● **GIVEN INFORMATION**
## start
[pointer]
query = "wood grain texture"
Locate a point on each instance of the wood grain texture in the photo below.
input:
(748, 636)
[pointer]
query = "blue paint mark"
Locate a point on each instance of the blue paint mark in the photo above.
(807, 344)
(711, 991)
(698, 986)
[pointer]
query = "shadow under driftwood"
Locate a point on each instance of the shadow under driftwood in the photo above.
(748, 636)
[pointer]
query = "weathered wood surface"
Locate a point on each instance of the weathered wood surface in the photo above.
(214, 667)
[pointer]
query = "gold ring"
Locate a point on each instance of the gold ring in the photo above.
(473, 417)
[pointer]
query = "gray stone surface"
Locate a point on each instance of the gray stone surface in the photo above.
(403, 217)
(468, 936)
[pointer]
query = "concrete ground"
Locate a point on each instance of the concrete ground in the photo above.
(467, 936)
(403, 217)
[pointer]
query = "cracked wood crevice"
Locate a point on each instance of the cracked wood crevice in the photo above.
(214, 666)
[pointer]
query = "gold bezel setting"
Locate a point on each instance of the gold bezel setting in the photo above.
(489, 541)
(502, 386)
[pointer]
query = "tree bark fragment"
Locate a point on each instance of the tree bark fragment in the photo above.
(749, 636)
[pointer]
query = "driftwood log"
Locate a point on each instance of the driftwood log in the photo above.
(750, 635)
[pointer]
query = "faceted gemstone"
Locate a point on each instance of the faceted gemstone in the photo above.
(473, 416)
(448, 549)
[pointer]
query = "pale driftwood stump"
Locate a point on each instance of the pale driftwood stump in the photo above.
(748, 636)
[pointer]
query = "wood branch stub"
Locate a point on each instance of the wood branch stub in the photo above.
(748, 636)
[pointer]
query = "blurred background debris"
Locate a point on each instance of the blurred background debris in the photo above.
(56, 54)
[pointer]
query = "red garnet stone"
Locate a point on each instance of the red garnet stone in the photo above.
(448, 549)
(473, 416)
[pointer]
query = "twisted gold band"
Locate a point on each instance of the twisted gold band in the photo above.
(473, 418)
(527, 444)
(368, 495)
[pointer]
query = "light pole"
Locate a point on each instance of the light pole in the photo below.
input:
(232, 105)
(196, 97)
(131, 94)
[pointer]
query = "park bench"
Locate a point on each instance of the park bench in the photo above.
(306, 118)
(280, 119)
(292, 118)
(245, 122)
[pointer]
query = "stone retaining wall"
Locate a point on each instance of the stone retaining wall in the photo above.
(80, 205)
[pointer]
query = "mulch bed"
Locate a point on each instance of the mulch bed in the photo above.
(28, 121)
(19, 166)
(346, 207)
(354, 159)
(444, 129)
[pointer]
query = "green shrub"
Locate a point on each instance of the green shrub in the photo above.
## end
● **SET TASK**
Go through the records above and set each one down exactly, please.

● **FINISHED EXERCISE**
[pointer]
query = "wood grain texture"
Locate a point on each instance of the wood grain texture in the photo below.
input:
(748, 636)
[pointer]
query = "blue paint mark"
Locate a point on each instance of the blue paint mark in the photo above.
(807, 344)
(711, 991)
(698, 986)
[pointer]
query = "shadow under driftwood"
Locate a point on each instance of the shadow under driftwood in the photo above.
(748, 636)
[pointer]
query = "weathered wood surface"
Locate a point on each instance of the weathered wood surface in the photo above.
(214, 667)
[pointer]
query = "gold ring"
Locate a point on each instance of the gold ring in the photo above.
(473, 417)
[pointer]
query = "gray stone surface"
Locate a point on each instance of the gray stone surface in the photo above.
(403, 217)
(468, 936)
[pointer]
query = "concrete ground"
Locate a point on each instance of the concrete ground in the photo above.
(467, 936)
(403, 217)
[pointer]
query = "cracked wood crevice"
Locate a point on each instance of the cracked wood crevice in the photo above.
(214, 666)
[pointer]
query = "gold bezel setting"
Locate a point on each instance of the gold bezel setting in the photo above.
(489, 541)
(502, 386)
[pointer]
query = "tree bark fragment"
Locate a point on each instance of the tree bark fragment in the photo above.
(749, 636)
[pointer]
query = "driftwood log"
Locate a point on each instance of the driftwood log in the photo above.
(750, 635)
[pointer]
query = "faceted gemstone"
Locate a point on each instance of the faceted gemstone in the photo above.
(473, 416)
(448, 549)
[pointer]
query = "pale driftwood stump"
Locate a point on each instance of the pale driftwood stump in the photo above.
(748, 636)
[pointer]
query = "wood branch stub"
Locate a point on each instance of the wood branch stub in the photo above.
(748, 636)
[pointer]
query = "blurred background debris"
Locate a point on each instance of the blurred background debris in the photo above.
(56, 54)
[pointer]
query = "red garnet stone"
Locate a point on each instance of the red garnet stone in the photo above.
(448, 549)
(473, 416)
[pointer]
query = "twisted gold band"
Locate a point on each instance of the twisted gold band in the photo above.
(473, 418)
(527, 444)
(368, 495)
[pointer]
query = "light pole"
Locate a point on each instance of the light pole in the photo below.
input:
(232, 105)
(196, 97)
(131, 94)
[pointer]
query = "park bench"
Locate a point on each instance of the park bench in the photo above.
(306, 118)
(280, 119)
(292, 118)
(245, 122)
[pointer]
query = "stone retaining wall"
Locate a point on each instance of the stone retaining wall in the photo above.
(80, 205)
[pointer]
query = "mulch bed"
Locate a point on each instance of the mulch bed in the photo above.
(28, 121)
(19, 166)
(346, 207)
(354, 159)
(444, 129)
[pointer]
query = "green shrub"
Locate a point on each instance of the green shrub in the photo above.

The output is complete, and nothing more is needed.